Exercise aim: In the ranked comics list below, which two people are credited with making Astro City look so good?

Selection:
8. Astro city -- more than anyone else, Kurt Busiek took the ball that Alan Moore hiked in Watchmen and is still carrying it down the field. More genial and less of a deconstruction than Watchmen, but a much bigger canvas to paint on. And Brent Anderson and Alex Ross make it look so damn good.
7. Planetary -- One of the few books I know of in which the both the art and the writing match each other in terms of sheer brilliance. If that last fucking issue ever comes out, I'm going to sit down and spend an entire weekend contemplating it.
6. Miracleman -- If there's an earlier attempt to thoroughly deconstruct the superhero as a literary genre, I don't know of one, and if there is one, it isn't as good. Using an old British Captain Marvel ripoff as a vehicle, Alan Moore creates a metatextual explosion of ideas that not only functions as an examination of superheroes themselves, but also manages to be one of the most thoroughly engaging and gripping superhero stories ever written.
5. Love and Rockets -- Words don't do it justice, so I won't bother trying.

Data records:
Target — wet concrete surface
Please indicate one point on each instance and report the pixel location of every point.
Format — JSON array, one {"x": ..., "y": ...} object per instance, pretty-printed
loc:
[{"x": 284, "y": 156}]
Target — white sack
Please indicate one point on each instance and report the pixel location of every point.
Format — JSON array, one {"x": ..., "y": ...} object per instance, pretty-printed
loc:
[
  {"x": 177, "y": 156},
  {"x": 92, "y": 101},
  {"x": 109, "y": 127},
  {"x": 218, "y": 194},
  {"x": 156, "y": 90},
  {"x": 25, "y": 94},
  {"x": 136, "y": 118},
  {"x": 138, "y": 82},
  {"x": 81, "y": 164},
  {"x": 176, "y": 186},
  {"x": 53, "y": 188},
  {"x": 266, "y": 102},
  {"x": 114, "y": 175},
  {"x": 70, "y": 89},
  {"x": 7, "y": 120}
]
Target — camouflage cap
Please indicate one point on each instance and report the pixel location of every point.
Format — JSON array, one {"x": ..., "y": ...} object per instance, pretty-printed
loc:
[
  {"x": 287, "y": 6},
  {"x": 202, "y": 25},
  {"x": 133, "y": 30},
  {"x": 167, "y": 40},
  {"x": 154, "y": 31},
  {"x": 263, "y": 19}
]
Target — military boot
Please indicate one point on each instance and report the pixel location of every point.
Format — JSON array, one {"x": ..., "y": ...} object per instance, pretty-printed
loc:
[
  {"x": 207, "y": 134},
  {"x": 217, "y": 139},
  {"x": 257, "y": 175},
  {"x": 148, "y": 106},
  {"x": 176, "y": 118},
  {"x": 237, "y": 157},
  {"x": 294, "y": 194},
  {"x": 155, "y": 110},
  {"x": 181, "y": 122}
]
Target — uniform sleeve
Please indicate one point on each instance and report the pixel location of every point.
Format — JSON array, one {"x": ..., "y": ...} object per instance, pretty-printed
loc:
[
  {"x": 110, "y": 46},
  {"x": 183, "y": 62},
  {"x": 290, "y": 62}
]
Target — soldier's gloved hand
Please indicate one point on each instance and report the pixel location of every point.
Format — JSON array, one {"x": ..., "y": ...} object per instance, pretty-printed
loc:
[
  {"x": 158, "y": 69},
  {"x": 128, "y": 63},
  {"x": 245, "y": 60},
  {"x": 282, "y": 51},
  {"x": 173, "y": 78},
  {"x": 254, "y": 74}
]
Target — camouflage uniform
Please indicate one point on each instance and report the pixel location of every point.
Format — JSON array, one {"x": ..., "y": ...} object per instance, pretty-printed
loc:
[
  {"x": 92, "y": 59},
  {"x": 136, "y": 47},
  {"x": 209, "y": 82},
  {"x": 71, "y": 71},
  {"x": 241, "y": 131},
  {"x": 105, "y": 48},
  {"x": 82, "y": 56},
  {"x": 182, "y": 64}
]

The result: Brent Anderson and Alex Ross.